--- start Recorded data ---
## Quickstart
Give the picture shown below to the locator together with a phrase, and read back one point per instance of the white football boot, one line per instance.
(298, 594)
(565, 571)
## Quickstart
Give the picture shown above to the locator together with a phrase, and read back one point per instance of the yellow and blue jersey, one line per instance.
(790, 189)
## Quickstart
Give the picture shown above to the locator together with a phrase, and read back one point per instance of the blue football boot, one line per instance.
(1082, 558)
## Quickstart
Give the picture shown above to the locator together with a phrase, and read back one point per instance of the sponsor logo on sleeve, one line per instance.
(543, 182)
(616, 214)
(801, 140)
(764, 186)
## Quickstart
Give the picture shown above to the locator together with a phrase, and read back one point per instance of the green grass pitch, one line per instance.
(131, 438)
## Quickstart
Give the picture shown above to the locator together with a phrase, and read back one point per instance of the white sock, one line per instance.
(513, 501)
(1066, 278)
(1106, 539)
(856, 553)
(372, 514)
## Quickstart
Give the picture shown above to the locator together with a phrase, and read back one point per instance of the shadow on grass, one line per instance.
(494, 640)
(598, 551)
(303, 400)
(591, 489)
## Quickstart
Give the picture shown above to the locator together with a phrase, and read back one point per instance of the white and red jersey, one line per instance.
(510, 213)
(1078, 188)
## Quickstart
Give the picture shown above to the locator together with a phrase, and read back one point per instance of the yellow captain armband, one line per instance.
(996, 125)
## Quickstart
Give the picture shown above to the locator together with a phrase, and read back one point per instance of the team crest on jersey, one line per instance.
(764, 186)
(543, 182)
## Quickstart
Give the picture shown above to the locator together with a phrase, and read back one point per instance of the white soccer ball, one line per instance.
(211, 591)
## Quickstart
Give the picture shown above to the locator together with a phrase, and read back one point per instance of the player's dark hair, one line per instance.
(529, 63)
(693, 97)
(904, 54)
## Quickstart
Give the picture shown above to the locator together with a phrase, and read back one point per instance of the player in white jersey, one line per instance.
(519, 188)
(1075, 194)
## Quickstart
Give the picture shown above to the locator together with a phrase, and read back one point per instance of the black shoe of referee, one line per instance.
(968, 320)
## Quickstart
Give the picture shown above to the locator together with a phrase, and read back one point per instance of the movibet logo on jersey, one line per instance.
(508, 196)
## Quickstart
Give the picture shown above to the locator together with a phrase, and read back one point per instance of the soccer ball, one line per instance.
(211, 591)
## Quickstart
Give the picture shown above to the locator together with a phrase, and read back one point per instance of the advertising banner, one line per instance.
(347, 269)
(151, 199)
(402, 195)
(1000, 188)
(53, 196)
--- end Recorded data ---
### Prompt
Please convert every line of all the items above into a JSON list of strings, one string per line, omitting any blank lines.

### Written solution
[
  "## Quickstart",
  "Give the picture shown below to the locator together with a phrase, and read back one point per instance of the white football boot, one line per instance.",
  "(298, 594)",
  "(565, 571)",
  "## Quickstart",
  "Give the picture shown above to the locator together with a phrase, and read back one point per instance of the yellow and blue jersey, one line per instance.",
  "(790, 189)",
  "## Quickstart",
  "Give the picture shown above to the locator together with a phrase, and read back one point per instance of the blue football boot, one line per instance.",
  "(1082, 558)",
  "## Quickstart",
  "Give the picture shown above to the locator together with a phrase, and read back one point per instance of the sponsor logo on sleeve, one line per instance.",
  "(543, 182)",
  "(616, 214)",
  "(801, 140)",
  "(764, 186)",
  "## Quickstart",
  "Give the picture shown above to the locator together with a phrase, and read back one point per instance of the green grass pitch, one line per instance.",
  "(131, 438)",
  "## Quickstart",
  "Give the picture shown above to the locator together with a phrase, and read back one point per instance of the white sock, one line per instance.",
  "(513, 501)",
  "(1066, 278)",
  "(1106, 539)",
  "(856, 553)",
  "(372, 514)",
  "## Quickstart",
  "Give the picture shown above to the locator together with a phrase, and read back one point per instance of the shadow on grass, one line per instance.",
  "(494, 640)",
  "(598, 551)",
  "(303, 400)",
  "(591, 489)",
  "## Quickstart",
  "Give the picture shown above to the locator together with a phrase, and read back one point per instance of the white and red jersey, one line per instance.",
  "(510, 213)",
  "(1078, 188)",
  "## Quickstart",
  "Give the picture shown above to the locator together with a phrase, and read back one point per instance of the yellow captain armband, one line per instance.",
  "(996, 125)",
  "## Quickstart",
  "Give the picture shown above to the locator together with a phrase, and read back one point per instance of the team crest on jersey, one line per instance.",
  "(764, 186)",
  "(543, 182)",
  "## Quickstart",
  "Give the picture shown above to the locator together with a phrase, and read back one point per instance of the white soccer ball, one line per instance.",
  "(211, 591)",
  "## Quickstart",
  "Give the picture shown above to the locator together with a phrase, and read back one point per instance of the player's dark hair, one line per instance.",
  "(529, 63)",
  "(693, 97)",
  "(904, 54)",
  "## Quickstart",
  "Give the picture shown above to the locator together with a phrase, and read back one point per instance of the player in white jersey, one line per instance.",
  "(519, 188)",
  "(1075, 194)",
  "## Quickstart",
  "Give the picture shown above to the locator together with a phrase, and read back one point per instance of the black shoe of referee, one line per instance.",
  "(968, 320)",
  "## Quickstart",
  "Give the picture shown above to the locator together with a phrase, and read back one point per instance of the movibet logo on jersey, one line per instance.",
  "(508, 196)",
  "## Quickstart",
  "Give the picture shown above to the locator together with a phrase, and read back one point per instance of the soccer ball, one line per instance.",
  "(211, 591)",
  "## Quickstart",
  "Give the picture shown above to the locator together with a phrase, and read back one point per instance of the advertising banner, one line per instance.",
  "(347, 269)",
  "(151, 199)",
  "(402, 195)",
  "(1000, 188)",
  "(53, 196)"
]